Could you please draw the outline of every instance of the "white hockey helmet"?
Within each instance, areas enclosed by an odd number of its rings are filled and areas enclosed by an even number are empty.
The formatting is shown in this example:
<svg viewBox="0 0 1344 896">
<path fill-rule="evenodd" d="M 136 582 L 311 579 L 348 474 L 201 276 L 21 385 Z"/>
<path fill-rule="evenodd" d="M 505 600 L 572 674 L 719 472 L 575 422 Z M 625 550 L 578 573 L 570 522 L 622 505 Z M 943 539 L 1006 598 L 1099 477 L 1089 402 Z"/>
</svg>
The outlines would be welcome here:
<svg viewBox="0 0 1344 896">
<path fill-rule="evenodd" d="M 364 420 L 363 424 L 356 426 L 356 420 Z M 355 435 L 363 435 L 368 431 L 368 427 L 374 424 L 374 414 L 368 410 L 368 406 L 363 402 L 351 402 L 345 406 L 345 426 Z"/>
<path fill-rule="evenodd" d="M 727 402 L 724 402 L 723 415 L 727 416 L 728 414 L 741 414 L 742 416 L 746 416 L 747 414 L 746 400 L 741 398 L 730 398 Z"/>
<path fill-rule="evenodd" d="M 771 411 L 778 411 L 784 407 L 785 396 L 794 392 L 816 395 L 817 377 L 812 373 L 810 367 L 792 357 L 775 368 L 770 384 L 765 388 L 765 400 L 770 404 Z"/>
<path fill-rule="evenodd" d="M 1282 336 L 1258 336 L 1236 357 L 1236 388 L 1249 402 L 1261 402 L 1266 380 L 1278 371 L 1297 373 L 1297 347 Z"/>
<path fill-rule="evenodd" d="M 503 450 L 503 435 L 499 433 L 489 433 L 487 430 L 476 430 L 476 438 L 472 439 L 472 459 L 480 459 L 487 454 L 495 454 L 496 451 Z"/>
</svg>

□ □ □ □ □

## STATED PROBLEM
Starting from the first line of the rows and ending with the line that contains "1282 336 L 1258", give each line as a Markdown table with the columns Number and Line, leaving out any blank lines.

## SOLUTION
| Number | Line |
|---|---|
| 1 | Could you please draw the outline of every instance of the "white hockey helmet"? |
| 2 | Within each instance, areas enclosed by an odd number of its rings are filled and areas enclosed by an even number are empty. |
| 3 | The formatting is shown in this example: |
| 4 | <svg viewBox="0 0 1344 896"> |
| 5 | <path fill-rule="evenodd" d="M 136 582 L 311 579 L 348 474 L 201 276 L 21 385 Z"/> |
| 6 | <path fill-rule="evenodd" d="M 505 600 L 572 674 L 719 472 L 575 422 Z M 625 550 L 578 573 L 570 522 L 622 505 Z M 943 539 L 1006 598 L 1099 477 L 1089 402 Z"/> |
| 7 | </svg> |
| 8 | The outlines would be welcome here: |
| 9 | <svg viewBox="0 0 1344 896"> |
| 10 | <path fill-rule="evenodd" d="M 364 420 L 363 424 L 356 426 L 356 420 Z M 355 435 L 363 435 L 368 431 L 368 427 L 374 424 L 374 414 L 368 410 L 368 406 L 363 402 L 351 402 L 345 406 L 345 426 Z"/> |
| 11 | <path fill-rule="evenodd" d="M 727 402 L 724 402 L 723 415 L 727 416 L 728 414 L 741 414 L 742 416 L 746 416 L 747 414 L 746 400 L 741 398 L 730 398 Z"/> |
| 12 | <path fill-rule="evenodd" d="M 771 411 L 778 411 L 784 407 L 785 396 L 794 392 L 816 395 L 817 377 L 812 373 L 810 367 L 792 357 L 775 368 L 770 384 L 765 388 L 765 400 L 770 404 Z"/> |
| 13 | <path fill-rule="evenodd" d="M 1282 336 L 1258 336 L 1236 357 L 1236 388 L 1249 402 L 1261 402 L 1266 380 L 1278 371 L 1297 373 L 1297 347 Z"/> |